• Dataset entries
--- START ---

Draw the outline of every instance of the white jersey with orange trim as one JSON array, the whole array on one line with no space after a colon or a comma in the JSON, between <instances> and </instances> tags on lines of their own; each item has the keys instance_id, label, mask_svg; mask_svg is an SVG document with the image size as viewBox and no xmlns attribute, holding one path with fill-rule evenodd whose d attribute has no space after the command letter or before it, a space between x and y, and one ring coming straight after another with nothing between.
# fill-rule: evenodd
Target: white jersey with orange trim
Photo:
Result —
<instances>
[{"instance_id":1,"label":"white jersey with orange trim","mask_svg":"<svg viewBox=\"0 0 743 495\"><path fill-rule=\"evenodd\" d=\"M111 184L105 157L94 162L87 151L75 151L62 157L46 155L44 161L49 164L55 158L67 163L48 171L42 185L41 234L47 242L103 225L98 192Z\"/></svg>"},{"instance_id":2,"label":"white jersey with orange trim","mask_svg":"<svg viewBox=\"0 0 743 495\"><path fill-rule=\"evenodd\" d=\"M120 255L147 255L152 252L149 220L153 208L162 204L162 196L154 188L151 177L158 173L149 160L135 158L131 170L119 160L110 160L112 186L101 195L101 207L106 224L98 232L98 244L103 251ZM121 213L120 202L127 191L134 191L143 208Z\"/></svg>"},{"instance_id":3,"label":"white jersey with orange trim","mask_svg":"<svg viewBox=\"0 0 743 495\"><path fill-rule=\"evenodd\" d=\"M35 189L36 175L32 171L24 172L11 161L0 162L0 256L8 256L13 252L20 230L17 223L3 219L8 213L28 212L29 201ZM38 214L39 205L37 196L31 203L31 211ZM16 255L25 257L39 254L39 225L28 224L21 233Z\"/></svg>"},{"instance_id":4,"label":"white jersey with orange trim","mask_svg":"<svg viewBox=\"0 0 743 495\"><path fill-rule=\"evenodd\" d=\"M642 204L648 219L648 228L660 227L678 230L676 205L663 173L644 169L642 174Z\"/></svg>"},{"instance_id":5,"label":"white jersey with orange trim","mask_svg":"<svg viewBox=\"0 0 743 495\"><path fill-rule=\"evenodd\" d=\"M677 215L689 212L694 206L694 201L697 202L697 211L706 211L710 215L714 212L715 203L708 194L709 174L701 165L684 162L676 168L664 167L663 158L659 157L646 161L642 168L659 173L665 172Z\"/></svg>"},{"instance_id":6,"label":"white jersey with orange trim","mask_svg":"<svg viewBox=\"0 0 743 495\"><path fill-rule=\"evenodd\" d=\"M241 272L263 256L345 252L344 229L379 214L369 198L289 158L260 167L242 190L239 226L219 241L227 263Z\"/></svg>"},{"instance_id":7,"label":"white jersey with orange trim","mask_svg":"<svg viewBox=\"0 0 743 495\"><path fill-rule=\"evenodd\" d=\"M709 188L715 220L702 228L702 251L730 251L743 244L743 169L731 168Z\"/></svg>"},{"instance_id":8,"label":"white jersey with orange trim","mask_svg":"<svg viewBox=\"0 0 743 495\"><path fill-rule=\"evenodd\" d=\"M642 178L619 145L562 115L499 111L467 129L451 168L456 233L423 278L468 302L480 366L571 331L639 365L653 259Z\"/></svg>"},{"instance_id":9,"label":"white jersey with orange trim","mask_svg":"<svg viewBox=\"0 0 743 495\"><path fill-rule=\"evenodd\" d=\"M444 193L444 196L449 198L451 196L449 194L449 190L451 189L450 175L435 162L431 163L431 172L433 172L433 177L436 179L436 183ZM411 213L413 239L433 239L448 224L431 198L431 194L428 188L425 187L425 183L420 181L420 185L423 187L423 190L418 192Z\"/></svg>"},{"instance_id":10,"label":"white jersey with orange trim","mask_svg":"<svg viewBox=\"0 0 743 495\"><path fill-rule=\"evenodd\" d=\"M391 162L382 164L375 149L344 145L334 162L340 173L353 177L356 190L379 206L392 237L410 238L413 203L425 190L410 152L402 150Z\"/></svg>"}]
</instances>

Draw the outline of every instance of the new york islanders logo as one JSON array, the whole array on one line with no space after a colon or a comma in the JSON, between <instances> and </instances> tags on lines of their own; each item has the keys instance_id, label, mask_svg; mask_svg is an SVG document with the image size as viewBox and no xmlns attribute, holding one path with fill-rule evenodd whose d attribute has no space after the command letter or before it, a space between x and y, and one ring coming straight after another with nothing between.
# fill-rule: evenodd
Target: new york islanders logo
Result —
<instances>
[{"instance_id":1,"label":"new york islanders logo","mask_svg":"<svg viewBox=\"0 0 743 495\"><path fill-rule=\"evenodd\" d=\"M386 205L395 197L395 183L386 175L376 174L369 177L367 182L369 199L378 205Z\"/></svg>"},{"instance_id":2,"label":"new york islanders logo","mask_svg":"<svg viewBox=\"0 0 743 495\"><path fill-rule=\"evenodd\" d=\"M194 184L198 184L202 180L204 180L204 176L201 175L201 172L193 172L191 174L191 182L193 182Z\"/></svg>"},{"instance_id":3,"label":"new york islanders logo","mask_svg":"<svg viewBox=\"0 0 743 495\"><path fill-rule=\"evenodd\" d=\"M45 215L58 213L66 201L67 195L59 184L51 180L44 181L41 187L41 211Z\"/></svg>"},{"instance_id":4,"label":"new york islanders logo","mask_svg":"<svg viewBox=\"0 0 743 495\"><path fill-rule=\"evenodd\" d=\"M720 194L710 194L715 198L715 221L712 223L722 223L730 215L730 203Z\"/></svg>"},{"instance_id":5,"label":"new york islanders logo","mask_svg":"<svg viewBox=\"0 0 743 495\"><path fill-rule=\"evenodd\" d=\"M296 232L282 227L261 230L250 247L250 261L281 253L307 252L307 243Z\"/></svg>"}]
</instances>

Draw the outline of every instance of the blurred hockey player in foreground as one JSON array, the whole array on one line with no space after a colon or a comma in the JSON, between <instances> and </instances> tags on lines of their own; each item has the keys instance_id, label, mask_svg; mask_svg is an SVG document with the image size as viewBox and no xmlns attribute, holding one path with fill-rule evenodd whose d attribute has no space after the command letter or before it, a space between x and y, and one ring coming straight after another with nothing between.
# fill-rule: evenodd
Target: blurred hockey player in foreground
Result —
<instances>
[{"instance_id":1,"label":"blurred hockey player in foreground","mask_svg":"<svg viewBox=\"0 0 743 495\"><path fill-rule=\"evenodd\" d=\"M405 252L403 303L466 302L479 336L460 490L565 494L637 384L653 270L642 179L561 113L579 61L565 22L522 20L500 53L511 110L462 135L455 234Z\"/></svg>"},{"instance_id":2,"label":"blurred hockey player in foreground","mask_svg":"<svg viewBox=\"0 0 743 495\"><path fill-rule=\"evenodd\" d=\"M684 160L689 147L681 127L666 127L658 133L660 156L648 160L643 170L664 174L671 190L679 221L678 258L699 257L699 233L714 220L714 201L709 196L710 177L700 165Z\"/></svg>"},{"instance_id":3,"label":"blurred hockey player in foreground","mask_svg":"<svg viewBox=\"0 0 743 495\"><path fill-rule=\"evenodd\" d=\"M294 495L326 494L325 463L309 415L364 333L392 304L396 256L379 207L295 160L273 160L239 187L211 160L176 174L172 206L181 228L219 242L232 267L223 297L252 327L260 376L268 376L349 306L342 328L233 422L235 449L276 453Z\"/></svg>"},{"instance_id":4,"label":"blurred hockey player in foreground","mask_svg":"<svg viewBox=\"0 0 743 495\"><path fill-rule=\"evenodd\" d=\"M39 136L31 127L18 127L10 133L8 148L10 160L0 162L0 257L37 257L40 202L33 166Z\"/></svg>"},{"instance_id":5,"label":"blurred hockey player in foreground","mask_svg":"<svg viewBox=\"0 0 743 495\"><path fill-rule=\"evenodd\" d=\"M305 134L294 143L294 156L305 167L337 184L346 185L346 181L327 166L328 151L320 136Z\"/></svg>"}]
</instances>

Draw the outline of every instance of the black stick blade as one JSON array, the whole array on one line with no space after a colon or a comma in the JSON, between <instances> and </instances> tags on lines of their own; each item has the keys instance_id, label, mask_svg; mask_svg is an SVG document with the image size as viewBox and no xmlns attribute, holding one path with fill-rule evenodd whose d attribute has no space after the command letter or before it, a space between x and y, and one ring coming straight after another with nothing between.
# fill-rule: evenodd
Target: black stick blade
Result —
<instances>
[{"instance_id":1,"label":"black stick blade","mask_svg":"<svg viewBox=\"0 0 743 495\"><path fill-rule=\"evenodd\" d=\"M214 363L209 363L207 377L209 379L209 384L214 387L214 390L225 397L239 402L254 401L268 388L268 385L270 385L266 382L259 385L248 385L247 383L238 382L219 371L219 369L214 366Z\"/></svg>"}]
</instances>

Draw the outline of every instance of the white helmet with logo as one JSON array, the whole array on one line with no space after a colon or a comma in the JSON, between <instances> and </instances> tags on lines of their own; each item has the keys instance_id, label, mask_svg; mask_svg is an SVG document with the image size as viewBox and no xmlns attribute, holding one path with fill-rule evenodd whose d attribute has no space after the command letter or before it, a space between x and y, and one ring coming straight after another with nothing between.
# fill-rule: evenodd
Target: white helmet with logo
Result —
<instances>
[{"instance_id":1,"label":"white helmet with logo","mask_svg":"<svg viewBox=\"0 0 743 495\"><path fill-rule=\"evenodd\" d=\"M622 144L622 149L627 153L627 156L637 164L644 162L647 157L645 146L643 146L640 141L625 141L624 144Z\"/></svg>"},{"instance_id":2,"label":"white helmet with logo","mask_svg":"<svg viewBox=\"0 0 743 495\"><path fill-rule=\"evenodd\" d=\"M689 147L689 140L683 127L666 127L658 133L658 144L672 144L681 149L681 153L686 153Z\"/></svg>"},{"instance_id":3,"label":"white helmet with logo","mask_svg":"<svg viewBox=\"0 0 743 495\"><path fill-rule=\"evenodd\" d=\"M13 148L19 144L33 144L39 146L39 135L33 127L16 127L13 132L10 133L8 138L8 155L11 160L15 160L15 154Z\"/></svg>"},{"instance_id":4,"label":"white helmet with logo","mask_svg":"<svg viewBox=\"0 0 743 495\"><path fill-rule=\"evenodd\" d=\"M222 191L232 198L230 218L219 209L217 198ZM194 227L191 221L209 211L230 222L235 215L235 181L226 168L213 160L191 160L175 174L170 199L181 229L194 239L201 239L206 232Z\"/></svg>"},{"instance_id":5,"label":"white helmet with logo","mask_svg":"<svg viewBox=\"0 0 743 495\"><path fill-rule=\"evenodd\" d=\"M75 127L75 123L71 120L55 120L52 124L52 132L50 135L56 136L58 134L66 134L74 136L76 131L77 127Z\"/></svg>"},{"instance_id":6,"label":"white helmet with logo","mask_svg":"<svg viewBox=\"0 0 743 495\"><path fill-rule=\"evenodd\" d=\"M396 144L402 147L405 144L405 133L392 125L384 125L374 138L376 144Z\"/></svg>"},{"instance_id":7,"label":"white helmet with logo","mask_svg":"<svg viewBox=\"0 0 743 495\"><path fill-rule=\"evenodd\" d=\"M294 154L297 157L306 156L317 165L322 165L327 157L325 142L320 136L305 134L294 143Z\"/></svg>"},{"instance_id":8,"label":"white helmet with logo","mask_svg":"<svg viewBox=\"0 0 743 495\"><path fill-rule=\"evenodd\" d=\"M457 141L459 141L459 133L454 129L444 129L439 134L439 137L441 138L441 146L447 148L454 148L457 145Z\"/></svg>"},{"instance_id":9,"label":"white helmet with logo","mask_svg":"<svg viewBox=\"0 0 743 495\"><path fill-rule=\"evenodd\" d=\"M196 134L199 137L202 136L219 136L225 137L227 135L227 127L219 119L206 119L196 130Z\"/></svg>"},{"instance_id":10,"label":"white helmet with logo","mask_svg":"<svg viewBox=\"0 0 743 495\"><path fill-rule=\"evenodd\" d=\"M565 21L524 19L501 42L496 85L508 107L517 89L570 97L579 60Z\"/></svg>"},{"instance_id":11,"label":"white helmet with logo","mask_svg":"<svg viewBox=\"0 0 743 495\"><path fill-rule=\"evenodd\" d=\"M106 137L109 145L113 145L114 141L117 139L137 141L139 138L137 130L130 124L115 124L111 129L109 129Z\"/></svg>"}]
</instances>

--- END ---

• What is required
Find every line above where the word "Target" occurs, and copy that line.

• Answer to this exercise
Target: white jersey with orange trim
Target: new york islanders logo
Target: blurred hockey player in foreground
Target: black stick blade
Target: white helmet with logo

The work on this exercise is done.